## 과제 지시사항
아래 기록을 한 줄도 빠짐없이 똑같이 다시 적어 주세요.

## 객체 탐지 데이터
━━━━

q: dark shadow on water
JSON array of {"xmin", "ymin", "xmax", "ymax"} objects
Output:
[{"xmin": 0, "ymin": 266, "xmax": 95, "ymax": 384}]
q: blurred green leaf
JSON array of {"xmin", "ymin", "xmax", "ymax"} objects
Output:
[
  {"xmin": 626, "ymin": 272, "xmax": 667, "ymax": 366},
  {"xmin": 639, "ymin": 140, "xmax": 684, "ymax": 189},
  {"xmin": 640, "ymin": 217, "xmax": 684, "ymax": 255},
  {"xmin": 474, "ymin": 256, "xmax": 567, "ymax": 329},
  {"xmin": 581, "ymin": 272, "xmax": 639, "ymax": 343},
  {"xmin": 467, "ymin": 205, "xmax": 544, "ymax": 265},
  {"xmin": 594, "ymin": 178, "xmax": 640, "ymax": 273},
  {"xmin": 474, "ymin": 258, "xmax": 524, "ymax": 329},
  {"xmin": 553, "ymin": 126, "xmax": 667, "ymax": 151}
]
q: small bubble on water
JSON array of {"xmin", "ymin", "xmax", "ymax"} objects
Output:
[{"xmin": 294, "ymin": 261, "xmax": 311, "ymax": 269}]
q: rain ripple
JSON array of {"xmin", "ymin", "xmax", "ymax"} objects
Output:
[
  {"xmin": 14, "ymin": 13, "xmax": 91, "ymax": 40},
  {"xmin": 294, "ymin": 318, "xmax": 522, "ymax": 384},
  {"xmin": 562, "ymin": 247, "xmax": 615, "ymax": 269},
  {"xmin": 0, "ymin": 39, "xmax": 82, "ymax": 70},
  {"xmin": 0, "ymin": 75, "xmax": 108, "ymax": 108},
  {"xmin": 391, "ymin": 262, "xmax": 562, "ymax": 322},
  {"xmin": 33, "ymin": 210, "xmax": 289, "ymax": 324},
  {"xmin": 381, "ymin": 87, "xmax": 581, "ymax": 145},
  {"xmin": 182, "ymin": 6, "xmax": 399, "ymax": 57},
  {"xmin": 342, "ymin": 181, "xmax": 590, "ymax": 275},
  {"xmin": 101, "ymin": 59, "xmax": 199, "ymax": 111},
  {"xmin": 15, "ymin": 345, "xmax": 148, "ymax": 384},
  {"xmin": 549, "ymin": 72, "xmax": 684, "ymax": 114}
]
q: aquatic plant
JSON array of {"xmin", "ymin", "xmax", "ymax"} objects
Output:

━━━━

## 연습 문제 풀이
q: dark shadow on water
JSON array of {"xmin", "ymin", "xmax", "ymax"} objects
Output:
[{"xmin": 0, "ymin": 266, "xmax": 95, "ymax": 384}]
q: blurred green leaf
JSON array of {"xmin", "ymin", "xmax", "ymax"} objects
Output:
[
  {"xmin": 626, "ymin": 272, "xmax": 667, "ymax": 366},
  {"xmin": 639, "ymin": 140, "xmax": 684, "ymax": 189},
  {"xmin": 640, "ymin": 217, "xmax": 684, "ymax": 255},
  {"xmin": 474, "ymin": 256, "xmax": 567, "ymax": 329},
  {"xmin": 581, "ymin": 272, "xmax": 639, "ymax": 343},
  {"xmin": 467, "ymin": 205, "xmax": 544, "ymax": 265},
  {"xmin": 594, "ymin": 178, "xmax": 640, "ymax": 273},
  {"xmin": 474, "ymin": 258, "xmax": 524, "ymax": 329},
  {"xmin": 553, "ymin": 126, "xmax": 667, "ymax": 151}
]
q: small bubble on water
JSON array of {"xmin", "ymin", "xmax", "ymax"} objects
Output:
[{"xmin": 294, "ymin": 261, "xmax": 311, "ymax": 269}]
q: rain ripple
JSON array of {"xmin", "ymin", "xmax", "ymax"} objects
Output:
[
  {"xmin": 14, "ymin": 13, "xmax": 91, "ymax": 40},
  {"xmin": 294, "ymin": 318, "xmax": 522, "ymax": 384},
  {"xmin": 562, "ymin": 247, "xmax": 615, "ymax": 269},
  {"xmin": 0, "ymin": 39, "xmax": 82, "ymax": 70},
  {"xmin": 0, "ymin": 75, "xmax": 108, "ymax": 108},
  {"xmin": 391, "ymin": 262, "xmax": 562, "ymax": 322},
  {"xmin": 33, "ymin": 210, "xmax": 289, "ymax": 324},
  {"xmin": 381, "ymin": 87, "xmax": 581, "ymax": 145},
  {"xmin": 182, "ymin": 6, "xmax": 399, "ymax": 57},
  {"xmin": 342, "ymin": 181, "xmax": 590, "ymax": 275},
  {"xmin": 101, "ymin": 59, "xmax": 199, "ymax": 111},
  {"xmin": 15, "ymin": 345, "xmax": 148, "ymax": 384},
  {"xmin": 549, "ymin": 72, "xmax": 684, "ymax": 114}
]
q: aquatic plant
JSON array of {"xmin", "ymin", "xmax", "ymax"} objects
Output:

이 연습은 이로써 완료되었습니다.